TEXTE À LIRE:
'''

12e Comité Intergouvernemental de la Convention de 2005
sur la protection et la promotion de la diversité des expressions culturelles


Au-delà des points habituellement traités, deux éléments nouveaux à souligner : les réflexions mais aussi considérations opérationnelles que font émerger le numérique, et le souhait de développer les dialogues avec la société civile, ONG notamment.


Du 11 au 14 décembre 2018, tenue au siège de l’UNESCO de la 12e session du « Comité intergouvernemental pour la protection et la promotion de la diversité des expressions culturelles ». Ce Comité, composé de 24 pays, se réunit une fois par an, jusqu’à présent, le mois de décembre. Le projet de changer cette date, pour le mois de février de chaque année, sera proposé pour décision à la Conférence des Parties, en juin. Si la Conférence des Parties approuve cette proposition et en fait donc une décision, la 13e session du Comité Intergouvernemental aura lieu le mois de février 2020.


La Conférence des Parties, l’organe décisionnel, se réunit tous les deux ans, en juin.

Le Comité a pour objet la promotion et le suivi de la mise en œuvre de la Convention. Il vérifie que les réalisations de la Convention restent pertinentes dans un monde en constante évolution.

À la demande de la Conférence des Parties, il peut également élaborer et réviser les directives opérationnelles qui précisent les conditions d’application de la Convention.

'''

EXERCICES:
- 1) D'après le texte sur la 12e session du Comité intergouvernemental, combien de pays composent ce Comité ?
- 2) Citez le passage du texte sur le Comité intergouvernemental qui va de « À la demande » jusqu'à « d’application de la Convention. ».

ENTRÉES FOURNIES:
'''

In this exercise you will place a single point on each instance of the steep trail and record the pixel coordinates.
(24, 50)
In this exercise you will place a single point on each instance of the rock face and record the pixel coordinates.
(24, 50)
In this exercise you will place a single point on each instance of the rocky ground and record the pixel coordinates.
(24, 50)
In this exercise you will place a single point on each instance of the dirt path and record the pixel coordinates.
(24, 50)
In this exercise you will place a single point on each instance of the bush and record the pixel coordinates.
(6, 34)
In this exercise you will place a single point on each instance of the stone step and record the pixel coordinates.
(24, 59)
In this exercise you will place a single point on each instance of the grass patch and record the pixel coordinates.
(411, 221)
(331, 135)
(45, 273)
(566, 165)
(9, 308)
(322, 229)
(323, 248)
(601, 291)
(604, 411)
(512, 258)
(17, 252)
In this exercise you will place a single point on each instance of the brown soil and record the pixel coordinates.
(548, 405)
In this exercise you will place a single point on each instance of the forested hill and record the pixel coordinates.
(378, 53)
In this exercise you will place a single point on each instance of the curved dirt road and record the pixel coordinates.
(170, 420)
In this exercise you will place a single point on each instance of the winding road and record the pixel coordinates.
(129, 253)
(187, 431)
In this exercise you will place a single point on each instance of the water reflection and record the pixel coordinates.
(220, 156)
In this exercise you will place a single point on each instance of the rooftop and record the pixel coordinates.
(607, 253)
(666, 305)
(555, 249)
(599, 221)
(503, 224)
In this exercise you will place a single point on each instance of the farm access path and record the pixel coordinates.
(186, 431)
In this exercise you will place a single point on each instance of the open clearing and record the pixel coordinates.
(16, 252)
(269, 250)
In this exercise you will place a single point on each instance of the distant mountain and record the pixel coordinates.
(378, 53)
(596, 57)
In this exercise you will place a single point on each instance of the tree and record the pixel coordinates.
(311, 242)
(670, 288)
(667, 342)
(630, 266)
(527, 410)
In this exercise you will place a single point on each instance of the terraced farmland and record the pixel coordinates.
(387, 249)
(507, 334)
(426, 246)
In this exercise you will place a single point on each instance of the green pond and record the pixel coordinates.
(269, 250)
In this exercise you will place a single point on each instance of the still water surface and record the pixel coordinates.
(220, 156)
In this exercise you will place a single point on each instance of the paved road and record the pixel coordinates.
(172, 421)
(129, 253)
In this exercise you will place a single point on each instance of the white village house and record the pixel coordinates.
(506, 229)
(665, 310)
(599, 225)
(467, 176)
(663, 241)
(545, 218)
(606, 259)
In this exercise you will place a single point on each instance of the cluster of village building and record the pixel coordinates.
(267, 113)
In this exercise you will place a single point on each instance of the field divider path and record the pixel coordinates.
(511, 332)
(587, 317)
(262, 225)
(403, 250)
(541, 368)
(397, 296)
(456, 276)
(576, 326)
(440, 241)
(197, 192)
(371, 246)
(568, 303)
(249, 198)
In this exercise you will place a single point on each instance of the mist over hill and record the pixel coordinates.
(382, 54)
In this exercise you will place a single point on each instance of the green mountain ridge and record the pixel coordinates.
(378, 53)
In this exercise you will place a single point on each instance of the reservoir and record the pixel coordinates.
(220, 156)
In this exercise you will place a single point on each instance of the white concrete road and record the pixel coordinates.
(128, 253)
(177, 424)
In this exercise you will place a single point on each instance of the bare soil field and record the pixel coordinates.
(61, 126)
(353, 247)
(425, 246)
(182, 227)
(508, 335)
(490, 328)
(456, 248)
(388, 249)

'''
'''

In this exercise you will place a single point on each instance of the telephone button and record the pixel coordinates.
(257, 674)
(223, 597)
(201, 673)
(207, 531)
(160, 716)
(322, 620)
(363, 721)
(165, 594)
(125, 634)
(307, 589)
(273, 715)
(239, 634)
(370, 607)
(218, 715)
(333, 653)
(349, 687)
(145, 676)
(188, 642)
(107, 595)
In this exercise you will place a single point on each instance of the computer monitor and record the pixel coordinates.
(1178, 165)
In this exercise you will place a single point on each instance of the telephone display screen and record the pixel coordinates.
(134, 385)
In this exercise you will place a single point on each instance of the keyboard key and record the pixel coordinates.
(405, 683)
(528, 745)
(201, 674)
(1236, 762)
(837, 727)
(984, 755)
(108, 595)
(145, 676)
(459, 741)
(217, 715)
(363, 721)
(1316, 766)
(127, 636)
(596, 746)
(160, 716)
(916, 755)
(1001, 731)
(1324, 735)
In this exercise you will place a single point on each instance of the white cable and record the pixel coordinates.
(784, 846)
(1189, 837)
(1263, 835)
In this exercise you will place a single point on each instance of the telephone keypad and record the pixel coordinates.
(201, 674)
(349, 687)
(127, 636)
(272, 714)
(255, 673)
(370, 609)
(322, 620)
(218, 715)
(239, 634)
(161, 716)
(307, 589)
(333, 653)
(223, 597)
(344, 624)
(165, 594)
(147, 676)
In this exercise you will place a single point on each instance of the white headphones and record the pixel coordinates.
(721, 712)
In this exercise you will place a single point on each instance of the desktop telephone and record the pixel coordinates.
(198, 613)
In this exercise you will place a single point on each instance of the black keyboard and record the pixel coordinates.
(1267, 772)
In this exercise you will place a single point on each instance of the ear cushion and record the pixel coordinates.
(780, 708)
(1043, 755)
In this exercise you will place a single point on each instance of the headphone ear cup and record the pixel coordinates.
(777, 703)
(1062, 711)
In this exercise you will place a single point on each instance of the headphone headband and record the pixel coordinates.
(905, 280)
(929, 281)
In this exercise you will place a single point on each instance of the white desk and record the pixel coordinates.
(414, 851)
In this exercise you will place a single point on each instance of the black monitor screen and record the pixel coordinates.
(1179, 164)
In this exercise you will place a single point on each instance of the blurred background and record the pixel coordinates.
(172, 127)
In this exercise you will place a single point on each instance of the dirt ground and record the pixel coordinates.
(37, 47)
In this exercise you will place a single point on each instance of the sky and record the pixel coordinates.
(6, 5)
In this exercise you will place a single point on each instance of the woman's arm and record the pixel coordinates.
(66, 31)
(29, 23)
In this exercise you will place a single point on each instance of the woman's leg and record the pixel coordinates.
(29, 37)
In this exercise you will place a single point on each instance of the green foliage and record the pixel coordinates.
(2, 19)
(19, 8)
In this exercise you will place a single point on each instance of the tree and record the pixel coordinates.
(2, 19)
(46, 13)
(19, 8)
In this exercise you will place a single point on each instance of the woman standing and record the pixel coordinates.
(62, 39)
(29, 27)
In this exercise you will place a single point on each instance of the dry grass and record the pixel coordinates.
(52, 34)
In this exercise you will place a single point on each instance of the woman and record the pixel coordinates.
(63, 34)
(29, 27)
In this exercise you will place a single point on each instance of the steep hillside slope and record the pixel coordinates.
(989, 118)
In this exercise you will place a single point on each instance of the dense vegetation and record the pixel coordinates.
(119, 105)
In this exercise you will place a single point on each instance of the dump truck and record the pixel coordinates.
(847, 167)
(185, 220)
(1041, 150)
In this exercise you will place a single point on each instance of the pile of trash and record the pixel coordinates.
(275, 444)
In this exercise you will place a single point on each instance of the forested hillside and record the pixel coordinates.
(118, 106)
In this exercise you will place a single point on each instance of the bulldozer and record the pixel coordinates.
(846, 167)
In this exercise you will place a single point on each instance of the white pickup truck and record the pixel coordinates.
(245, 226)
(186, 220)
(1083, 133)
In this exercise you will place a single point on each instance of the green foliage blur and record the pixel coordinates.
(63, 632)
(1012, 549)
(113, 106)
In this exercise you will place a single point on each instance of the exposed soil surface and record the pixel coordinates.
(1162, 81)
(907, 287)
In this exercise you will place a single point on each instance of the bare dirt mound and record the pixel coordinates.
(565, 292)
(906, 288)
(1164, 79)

'''

RÉPONSES PAR EXERCICE:
- 1) Le Comité est composé de 24 pays.

- 2)
À la demande de la Conférence des Parties, il peut également élaborer et réviser les directives opérationnelles qui précisent les conditions d’application de la Convention.